TASK STATEMENT | Each entry below is to be printed verbatim.
* START DATA SUPPLIED *
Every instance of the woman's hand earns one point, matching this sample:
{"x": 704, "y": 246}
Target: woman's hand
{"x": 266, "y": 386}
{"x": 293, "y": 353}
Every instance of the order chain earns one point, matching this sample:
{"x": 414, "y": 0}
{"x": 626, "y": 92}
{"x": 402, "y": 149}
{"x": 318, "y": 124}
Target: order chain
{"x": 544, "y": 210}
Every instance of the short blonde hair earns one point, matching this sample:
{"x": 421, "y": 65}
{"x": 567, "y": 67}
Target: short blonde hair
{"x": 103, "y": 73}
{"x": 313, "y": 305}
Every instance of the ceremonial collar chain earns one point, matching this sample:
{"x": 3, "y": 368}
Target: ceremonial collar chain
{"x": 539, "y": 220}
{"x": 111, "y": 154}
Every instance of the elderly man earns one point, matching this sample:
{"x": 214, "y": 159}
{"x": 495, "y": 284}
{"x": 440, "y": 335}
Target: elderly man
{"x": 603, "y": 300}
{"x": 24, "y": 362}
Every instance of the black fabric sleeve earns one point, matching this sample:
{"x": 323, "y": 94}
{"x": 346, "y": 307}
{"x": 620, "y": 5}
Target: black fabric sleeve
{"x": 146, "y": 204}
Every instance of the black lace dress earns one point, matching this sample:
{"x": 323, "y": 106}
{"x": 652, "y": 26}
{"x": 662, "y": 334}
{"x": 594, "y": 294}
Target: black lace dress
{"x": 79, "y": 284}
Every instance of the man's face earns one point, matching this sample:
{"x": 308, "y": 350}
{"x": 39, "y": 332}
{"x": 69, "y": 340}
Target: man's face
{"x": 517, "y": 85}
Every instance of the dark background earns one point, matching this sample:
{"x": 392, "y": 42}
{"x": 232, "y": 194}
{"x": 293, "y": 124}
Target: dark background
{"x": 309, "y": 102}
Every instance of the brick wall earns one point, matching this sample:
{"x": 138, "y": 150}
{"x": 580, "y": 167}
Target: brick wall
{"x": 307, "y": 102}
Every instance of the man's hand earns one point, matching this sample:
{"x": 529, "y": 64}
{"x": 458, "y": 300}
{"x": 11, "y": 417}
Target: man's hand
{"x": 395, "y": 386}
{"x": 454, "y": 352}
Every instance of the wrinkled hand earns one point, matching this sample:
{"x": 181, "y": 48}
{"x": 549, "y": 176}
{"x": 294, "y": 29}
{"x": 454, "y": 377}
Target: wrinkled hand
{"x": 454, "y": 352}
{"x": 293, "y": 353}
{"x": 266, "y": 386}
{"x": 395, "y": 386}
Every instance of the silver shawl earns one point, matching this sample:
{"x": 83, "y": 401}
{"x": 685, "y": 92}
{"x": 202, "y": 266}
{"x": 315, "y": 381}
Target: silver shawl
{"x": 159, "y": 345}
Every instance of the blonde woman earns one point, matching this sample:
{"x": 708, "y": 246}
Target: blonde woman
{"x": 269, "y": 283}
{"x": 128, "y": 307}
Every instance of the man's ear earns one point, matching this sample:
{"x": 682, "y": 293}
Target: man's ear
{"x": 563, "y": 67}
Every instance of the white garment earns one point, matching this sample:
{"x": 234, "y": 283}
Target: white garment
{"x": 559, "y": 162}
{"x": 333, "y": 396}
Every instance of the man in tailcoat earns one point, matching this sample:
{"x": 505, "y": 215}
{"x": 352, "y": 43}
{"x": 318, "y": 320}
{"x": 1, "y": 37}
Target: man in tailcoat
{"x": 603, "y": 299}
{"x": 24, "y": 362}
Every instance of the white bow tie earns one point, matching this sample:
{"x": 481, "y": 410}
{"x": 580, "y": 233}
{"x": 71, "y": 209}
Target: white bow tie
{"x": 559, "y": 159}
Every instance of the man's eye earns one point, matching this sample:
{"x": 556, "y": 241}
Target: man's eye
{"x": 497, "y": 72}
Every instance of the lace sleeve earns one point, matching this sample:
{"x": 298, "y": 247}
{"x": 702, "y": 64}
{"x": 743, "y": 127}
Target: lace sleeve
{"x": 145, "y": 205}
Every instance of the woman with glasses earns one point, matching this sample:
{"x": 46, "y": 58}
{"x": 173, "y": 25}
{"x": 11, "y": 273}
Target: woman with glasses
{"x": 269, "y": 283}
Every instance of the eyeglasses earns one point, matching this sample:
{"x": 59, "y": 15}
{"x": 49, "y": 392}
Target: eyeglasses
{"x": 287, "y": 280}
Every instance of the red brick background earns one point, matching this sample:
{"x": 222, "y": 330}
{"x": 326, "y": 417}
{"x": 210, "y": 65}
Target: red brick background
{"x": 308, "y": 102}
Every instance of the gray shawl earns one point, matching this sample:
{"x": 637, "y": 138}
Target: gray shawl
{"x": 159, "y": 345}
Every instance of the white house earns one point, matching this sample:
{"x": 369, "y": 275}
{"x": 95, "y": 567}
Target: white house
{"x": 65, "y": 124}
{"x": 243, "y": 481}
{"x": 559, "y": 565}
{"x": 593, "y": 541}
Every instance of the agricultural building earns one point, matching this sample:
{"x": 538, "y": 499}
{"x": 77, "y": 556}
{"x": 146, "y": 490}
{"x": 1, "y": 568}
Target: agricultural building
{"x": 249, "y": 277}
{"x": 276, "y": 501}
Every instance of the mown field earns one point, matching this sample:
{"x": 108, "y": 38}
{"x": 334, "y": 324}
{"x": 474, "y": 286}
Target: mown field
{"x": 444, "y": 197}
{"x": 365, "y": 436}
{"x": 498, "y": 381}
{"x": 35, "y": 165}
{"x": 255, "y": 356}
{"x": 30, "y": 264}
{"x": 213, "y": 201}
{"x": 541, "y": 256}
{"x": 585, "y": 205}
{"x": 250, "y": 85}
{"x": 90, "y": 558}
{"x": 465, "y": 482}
* END DATA SUPPLIED *
TASK RESPONSE |
Every instance of the woman's hand earns one point, matching this sample:
{"x": 704, "y": 246}
Target: woman's hand
{"x": 266, "y": 386}
{"x": 293, "y": 353}
Every instance of the order chain earns one point, matching this sample:
{"x": 414, "y": 0}
{"x": 626, "y": 92}
{"x": 402, "y": 149}
{"x": 318, "y": 124}
Target: order chain
{"x": 544, "y": 210}
Every instance of the short blonde hair earns one point, matching this sample:
{"x": 421, "y": 65}
{"x": 567, "y": 67}
Target: short blonde hair
{"x": 103, "y": 73}
{"x": 313, "y": 305}
Every instance of the ceremonial collar chain earns one point, matching this sample:
{"x": 3, "y": 368}
Target: ceremonial collar chain
{"x": 539, "y": 220}
{"x": 111, "y": 154}
Every instance of the elderly man earns one point, matching this sample:
{"x": 214, "y": 159}
{"x": 495, "y": 284}
{"x": 440, "y": 335}
Target: elderly man
{"x": 603, "y": 300}
{"x": 24, "y": 362}
Every instance of the black fabric sleeve earns one point, matching this sample:
{"x": 323, "y": 94}
{"x": 346, "y": 307}
{"x": 620, "y": 5}
Target: black fabric sleeve
{"x": 146, "y": 204}
Every instance of the black lace dress earns one point, matching this sample:
{"x": 323, "y": 106}
{"x": 652, "y": 26}
{"x": 662, "y": 334}
{"x": 594, "y": 294}
Target: black lace dress
{"x": 79, "y": 284}
Every instance of the man's face earns one point, matching this sample:
{"x": 308, "y": 350}
{"x": 39, "y": 332}
{"x": 69, "y": 340}
Target: man's face
{"x": 517, "y": 85}
Every instance of the dark background earns one point, matching this sample:
{"x": 392, "y": 42}
{"x": 232, "y": 194}
{"x": 293, "y": 124}
Target: dark background
{"x": 309, "y": 102}
Every instance of the brick wall earns one point, matching this sample:
{"x": 138, "y": 150}
{"x": 580, "y": 167}
Target: brick wall
{"x": 307, "y": 102}
Every instance of the man's hand earns one point, matching this sample:
{"x": 529, "y": 64}
{"x": 458, "y": 300}
{"x": 11, "y": 417}
Target: man's hand
{"x": 395, "y": 386}
{"x": 454, "y": 352}
Every instance of the wrinkled hand earns one point, matching this sample:
{"x": 181, "y": 48}
{"x": 549, "y": 176}
{"x": 294, "y": 29}
{"x": 454, "y": 377}
Target: wrinkled hand
{"x": 454, "y": 352}
{"x": 293, "y": 353}
{"x": 266, "y": 386}
{"x": 395, "y": 386}
Every instance of the silver shawl earns one point, matching this sample:
{"x": 83, "y": 401}
{"x": 685, "y": 92}
{"x": 202, "y": 266}
{"x": 315, "y": 381}
Target: silver shawl
{"x": 159, "y": 345}
Every instance of the blonde woman earns one point, matching this sample:
{"x": 708, "y": 246}
Target: blonde woman
{"x": 269, "y": 283}
{"x": 128, "y": 307}
Every instance of the man's ear earns one point, matching this sample:
{"x": 682, "y": 293}
Target: man's ear
{"x": 563, "y": 67}
Every instance of the white garment earns one point, matching this sample:
{"x": 234, "y": 283}
Target: white garment
{"x": 559, "y": 162}
{"x": 333, "y": 396}
Every instance of the man in tailcoat earns one point, matching this sample:
{"x": 505, "y": 215}
{"x": 352, "y": 43}
{"x": 318, "y": 320}
{"x": 1, "y": 37}
Target: man in tailcoat
{"x": 603, "y": 299}
{"x": 24, "y": 362}
Every instance of the white bow tie earns one point, matching this sample:
{"x": 481, "y": 410}
{"x": 580, "y": 233}
{"x": 71, "y": 209}
Target: white bow tie
{"x": 559, "y": 159}
Every instance of the man's eye earns one point, matching this sample:
{"x": 556, "y": 241}
Target: man's eye
{"x": 497, "y": 72}
Every instance of the lace sleeve earns one point, matching this sample:
{"x": 298, "y": 247}
{"x": 702, "y": 64}
{"x": 743, "y": 127}
Target: lace sleeve
{"x": 145, "y": 205}
Every instance of the woman with glasses earns one point, matching this sample:
{"x": 46, "y": 58}
{"x": 173, "y": 25}
{"x": 11, "y": 273}
Target: woman with glasses
{"x": 269, "y": 283}
Every instance of the eyeglasses earns one point, matching this sample:
{"x": 59, "y": 15}
{"x": 49, "y": 392}
Target: eyeglasses
{"x": 287, "y": 280}
Every instance of the red brick background earns one point, matching this sample:
{"x": 222, "y": 330}
{"x": 326, "y": 417}
{"x": 210, "y": 65}
Target: red brick background
{"x": 308, "y": 102}
Every instance of the gray shawl earns one point, matching this sample:
{"x": 637, "y": 138}
Target: gray shawl
{"x": 159, "y": 345}
Every instance of the white house earns one point, matching this sample:
{"x": 369, "y": 275}
{"x": 95, "y": 567}
Target: white house
{"x": 65, "y": 124}
{"x": 243, "y": 481}
{"x": 559, "y": 565}
{"x": 593, "y": 541}
Every instance of the agricultural building earns one point, matching this sample:
{"x": 538, "y": 499}
{"x": 77, "y": 556}
{"x": 146, "y": 490}
{"x": 1, "y": 568}
Target: agricultural building
{"x": 249, "y": 277}
{"x": 276, "y": 501}
Every instance of the mown field earns one point, matching this sample:
{"x": 108, "y": 38}
{"x": 334, "y": 324}
{"x": 474, "y": 286}
Target: mown field
{"x": 444, "y": 197}
{"x": 365, "y": 436}
{"x": 498, "y": 381}
{"x": 35, "y": 165}
{"x": 255, "y": 356}
{"x": 30, "y": 264}
{"x": 213, "y": 201}
{"x": 541, "y": 256}
{"x": 585, "y": 205}
{"x": 250, "y": 85}
{"x": 90, "y": 558}
{"x": 465, "y": 482}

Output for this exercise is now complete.